SELECTION
Hey again... I have read your replies several times and will now reply to them, hoping to not miss any of your points.

Mallie wrote:
That doesn't mean that appropriate ways to deal with emotions would differ between males and females. There are differences between males and females that can be very important, but BUS focuses on feelings, which are universal.

My reply:

Indeed feelings are universal, not at all depending on sex, though I don't agree when you say that there's no expectations on how a woman or a man should handle them. There can of course be a will to deal with feelings in other ways than the most accepted or expectated way but for a person also struggling with issues like self harm I think it may be really tough to not live up to the specific gender roles. There's many feelings which are considered to be "male" or "female" generally in society and since BUS definitely is about feelings and how to cope with them I think it's important for BUS to put some light on that issue.

Mallie wrote:
I haven't seen differential treatment of people here based on gender.

My reply:

A good thing with BUS is that sex is not part of the personal profile to fill in. That makes everyone equal about that part. A not so good thing which follows is that generally you have to know the person some before you know and then it's easy to be blinded by the specific person's extraordinary personality! No, well it may be true sometimes but the truth is probably that not many get very surprised really because, generally (generally I like generalizing) it's easy to see only by a post if the messenger is woman or man. Even on BUS. And since people write different depending on which sex they belong to it's not so far away to also come to the conclusion that people act different depending on the same. (If this is a good or bad thing is a discussion which do not belong in this thread I believe.)


Mallie wrote:
I can't see where gender comes into self harm

My reply:

Well, there is quite a few researchers who maintain that gender and sex indeed has to do with self harm, more or less. If BUS has already rejected those ideas then of course it's no point for me to discuss the issue here further really.

The preposition about adding in the topic-line that for example no men are wanted to read the post is not really working because of a very old principle: What is not allowed but will not be discovered will always be done.

Mallie wrote:
I think being able to get input from a variety of people is useful. Limiting things makes it less likely to get the responses that would be helpful.

My reply:

I think it's more limited when you can't at all choose the limitation. Variety can and will be found among just women, or just men, too. And for those who sometimes or always want the specific variety of people with different sex there will still be the ordinary board.

COMPLETE THE FOLLOWING
A. From the forum reply on gender and BUS, copy the passage from "The preposition about" to "always be done.".
B. Continue the forum reply on gender and BUS from its last sentence.
The lines have nothing to do with the forum reply on gender and BUS.

ENTRIES SUPPLIED

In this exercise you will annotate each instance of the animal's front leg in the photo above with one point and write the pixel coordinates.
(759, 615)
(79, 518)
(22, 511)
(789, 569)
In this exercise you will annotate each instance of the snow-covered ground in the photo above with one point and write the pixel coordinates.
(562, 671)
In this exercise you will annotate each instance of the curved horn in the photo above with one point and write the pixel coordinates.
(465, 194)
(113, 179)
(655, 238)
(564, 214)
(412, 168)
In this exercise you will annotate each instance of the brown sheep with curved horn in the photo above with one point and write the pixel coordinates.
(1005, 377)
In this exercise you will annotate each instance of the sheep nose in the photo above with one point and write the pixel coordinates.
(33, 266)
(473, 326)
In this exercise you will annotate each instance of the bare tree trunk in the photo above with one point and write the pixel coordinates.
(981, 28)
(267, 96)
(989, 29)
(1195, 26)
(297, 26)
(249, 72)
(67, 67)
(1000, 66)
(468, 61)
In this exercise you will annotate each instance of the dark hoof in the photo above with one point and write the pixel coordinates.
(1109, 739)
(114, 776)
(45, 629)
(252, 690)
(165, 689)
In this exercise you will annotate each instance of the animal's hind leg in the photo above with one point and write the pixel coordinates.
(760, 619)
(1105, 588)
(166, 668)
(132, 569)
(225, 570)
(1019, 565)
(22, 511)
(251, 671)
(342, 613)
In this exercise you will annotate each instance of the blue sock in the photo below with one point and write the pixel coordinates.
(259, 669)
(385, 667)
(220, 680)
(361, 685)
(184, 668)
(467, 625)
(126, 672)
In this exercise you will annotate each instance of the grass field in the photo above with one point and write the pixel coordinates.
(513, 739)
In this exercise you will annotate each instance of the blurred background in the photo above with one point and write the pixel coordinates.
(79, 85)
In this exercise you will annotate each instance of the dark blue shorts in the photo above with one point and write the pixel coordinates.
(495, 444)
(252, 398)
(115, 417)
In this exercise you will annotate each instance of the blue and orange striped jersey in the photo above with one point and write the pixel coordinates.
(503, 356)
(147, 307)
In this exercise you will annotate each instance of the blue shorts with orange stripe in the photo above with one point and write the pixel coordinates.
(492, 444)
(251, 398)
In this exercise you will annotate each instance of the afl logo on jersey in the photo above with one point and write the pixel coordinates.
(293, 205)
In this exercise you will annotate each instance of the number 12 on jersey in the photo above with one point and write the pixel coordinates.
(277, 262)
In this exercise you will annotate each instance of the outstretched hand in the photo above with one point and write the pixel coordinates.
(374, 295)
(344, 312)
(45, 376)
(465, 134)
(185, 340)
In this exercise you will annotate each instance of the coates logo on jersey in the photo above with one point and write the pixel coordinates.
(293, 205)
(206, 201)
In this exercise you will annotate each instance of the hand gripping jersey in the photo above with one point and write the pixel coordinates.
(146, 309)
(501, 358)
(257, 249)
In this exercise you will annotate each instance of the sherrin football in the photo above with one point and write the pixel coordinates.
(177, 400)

OUTPUTS BY TASK
A.
The preposition about adding in the topic-line that for example no men are wanted to read the post is not really working because of a very old principle: What is not allowed but will not be discovered will always be done.

B.
Deskana wrote:
this is a self harm board, not a sexual abuse board

My reply:

I assure you that I'm aware of the theme of the board. This kind of voluntary and only partly separatism will have as a benefit that it will create a free zone to discuss sexual abuse, although this is not the mainpurpose. It would be much easier in that case to simply call the usergroup "Sexual abused".

Deskana:
Before you know it there are a multitude of forums.

I:

I don't think it's a good idea to be against the creation of a new usergroup or branch because of the risk of even another one. Though I do understand your concern I think the question "Will it be helpful in any way to discuss my self harm or the feelings related to self harm with only people of my own sex?" is more relevent.

Proximity, I answer without quoting only for the reason that it's easier.

My reply to Proximity's post:

1) Yes, I'm aware of the issue here. Unfortunately there will always be people who don't find themselves to fit in, no matter type of division. I want again to point out that my preposition is something which is free for everyone to join or not and that, not only because of obvious reasons, there will not be any test to prove anyone's sex.
About the multiplied forums I think I answered above.

2) Well I don't think it's a big deal how someone's genitals look like. And if someone feel the need to fool anyone about their sex then I'm thinking that that person probably need to do so for the moment. I don't think it will affect the rest of the members much since no one will know and everyone will suppose that the person is who she/he claims to be and everyone will treat each other and discuss according to that. And that is, I think, the point. Probably someone will still not feel safe, like you say, but I still think it would turn out to be good for some.

3) Parts here I've already answered... ... Yes, there is probably gender specified boards somewhere, but is there someone with the purpose to discuss self harm? I know there is boards out there to discuss religion or health, and boards for people of specific age, but it's probably not at all common to have a self harmer's perspective, that's were BUS is important.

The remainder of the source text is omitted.